In the listing below, start with the line containing "Look at this image and locate every instance of thumbs" and continue through the line containing "xmin=284 ymin=8 xmax=445 ymax=301". Recast those lines as a numbered list, leaving out any blank lines.

[Entries for labeling bounding boxes]
■ ■ ■

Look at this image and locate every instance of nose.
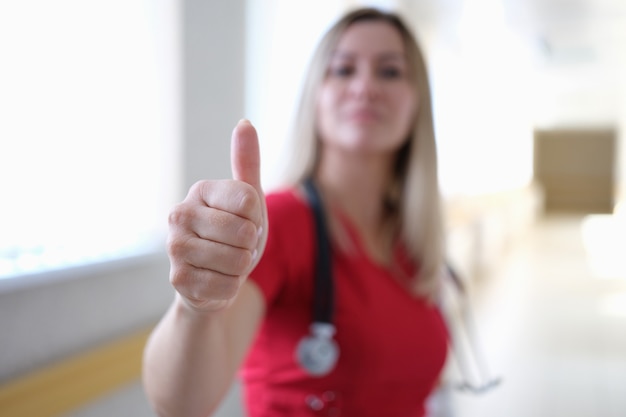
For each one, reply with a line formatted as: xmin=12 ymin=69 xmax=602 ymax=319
xmin=350 ymin=69 xmax=381 ymax=100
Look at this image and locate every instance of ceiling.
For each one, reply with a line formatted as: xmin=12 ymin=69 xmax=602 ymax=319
xmin=404 ymin=0 xmax=626 ymax=125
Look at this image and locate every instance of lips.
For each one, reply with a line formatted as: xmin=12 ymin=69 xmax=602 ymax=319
xmin=348 ymin=108 xmax=381 ymax=123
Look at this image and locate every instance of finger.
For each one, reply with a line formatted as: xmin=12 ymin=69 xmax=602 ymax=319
xmin=230 ymin=119 xmax=263 ymax=196
xmin=190 ymin=206 xmax=259 ymax=250
xmin=168 ymin=236 xmax=256 ymax=276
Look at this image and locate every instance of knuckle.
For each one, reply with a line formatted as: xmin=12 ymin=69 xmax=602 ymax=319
xmin=237 ymin=221 xmax=257 ymax=248
xmin=237 ymin=186 xmax=259 ymax=215
xmin=168 ymin=203 xmax=194 ymax=226
xmin=167 ymin=235 xmax=189 ymax=259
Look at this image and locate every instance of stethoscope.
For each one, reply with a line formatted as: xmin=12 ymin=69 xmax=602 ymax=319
xmin=296 ymin=179 xmax=339 ymax=377
xmin=295 ymin=178 xmax=500 ymax=393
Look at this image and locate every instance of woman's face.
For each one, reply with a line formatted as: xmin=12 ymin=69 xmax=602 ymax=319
xmin=317 ymin=21 xmax=418 ymax=153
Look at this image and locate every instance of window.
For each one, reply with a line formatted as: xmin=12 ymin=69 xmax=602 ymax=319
xmin=0 ymin=0 xmax=179 ymax=278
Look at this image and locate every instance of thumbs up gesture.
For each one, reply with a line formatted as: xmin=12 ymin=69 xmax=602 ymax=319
xmin=167 ymin=120 xmax=267 ymax=311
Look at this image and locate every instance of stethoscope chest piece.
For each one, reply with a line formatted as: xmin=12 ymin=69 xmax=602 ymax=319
xmin=296 ymin=322 xmax=339 ymax=376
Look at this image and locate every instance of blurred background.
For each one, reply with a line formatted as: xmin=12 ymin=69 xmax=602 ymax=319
xmin=0 ymin=0 xmax=626 ymax=417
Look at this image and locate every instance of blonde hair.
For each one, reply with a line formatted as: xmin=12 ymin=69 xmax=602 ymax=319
xmin=284 ymin=8 xmax=445 ymax=301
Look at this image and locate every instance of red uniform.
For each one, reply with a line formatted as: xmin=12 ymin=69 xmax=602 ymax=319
xmin=241 ymin=191 xmax=448 ymax=417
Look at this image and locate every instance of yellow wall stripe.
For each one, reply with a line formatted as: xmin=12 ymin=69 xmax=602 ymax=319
xmin=0 ymin=329 xmax=151 ymax=417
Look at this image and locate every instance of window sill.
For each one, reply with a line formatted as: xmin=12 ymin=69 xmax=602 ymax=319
xmin=0 ymin=247 xmax=167 ymax=295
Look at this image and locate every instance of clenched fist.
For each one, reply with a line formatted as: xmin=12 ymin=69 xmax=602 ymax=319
xmin=168 ymin=120 xmax=267 ymax=311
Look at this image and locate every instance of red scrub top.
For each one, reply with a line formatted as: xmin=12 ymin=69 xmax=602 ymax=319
xmin=241 ymin=190 xmax=448 ymax=417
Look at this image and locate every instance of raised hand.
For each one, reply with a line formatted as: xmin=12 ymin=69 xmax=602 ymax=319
xmin=168 ymin=120 xmax=267 ymax=311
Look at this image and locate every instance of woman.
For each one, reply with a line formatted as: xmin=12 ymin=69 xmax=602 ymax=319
xmin=144 ymin=9 xmax=447 ymax=417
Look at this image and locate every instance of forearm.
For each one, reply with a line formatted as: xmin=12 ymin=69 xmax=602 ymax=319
xmin=143 ymin=299 xmax=239 ymax=417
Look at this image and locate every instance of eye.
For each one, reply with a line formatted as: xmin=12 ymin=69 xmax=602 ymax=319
xmin=378 ymin=67 xmax=403 ymax=80
xmin=328 ymin=65 xmax=354 ymax=78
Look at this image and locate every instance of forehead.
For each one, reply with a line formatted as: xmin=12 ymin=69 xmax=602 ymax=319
xmin=333 ymin=21 xmax=405 ymax=57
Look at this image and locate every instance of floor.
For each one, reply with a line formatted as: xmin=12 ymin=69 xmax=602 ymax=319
xmin=68 ymin=216 xmax=626 ymax=417
xmin=441 ymin=215 xmax=626 ymax=417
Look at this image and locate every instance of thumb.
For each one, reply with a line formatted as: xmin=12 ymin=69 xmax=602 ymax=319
xmin=230 ymin=119 xmax=263 ymax=195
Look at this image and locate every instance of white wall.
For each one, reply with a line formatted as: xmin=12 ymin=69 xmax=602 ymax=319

■ ■ ■

- _OUTPUT FOR THIS EXERCISE_:
1. Look at this image and locate every instance of thumbs up gesture.
2. For each one, reply with a line formatted as: xmin=12 ymin=69 xmax=602 ymax=319
3. xmin=167 ymin=120 xmax=267 ymax=311
4. Look at this image and locate every instance of stethoscope chest piece.
5. For each one, reply with a line formatted as: xmin=12 ymin=69 xmax=602 ymax=319
6. xmin=296 ymin=322 xmax=339 ymax=376
7. Look at this image and locate every instance of blurred background.
8. For each one, reply with a line formatted as: xmin=12 ymin=69 xmax=602 ymax=319
9. xmin=0 ymin=0 xmax=626 ymax=417
10. Look at this image and locate every instance of blonde hair.
11. For each one, reply with a line formatted as: xmin=12 ymin=69 xmax=602 ymax=319
12. xmin=284 ymin=8 xmax=445 ymax=301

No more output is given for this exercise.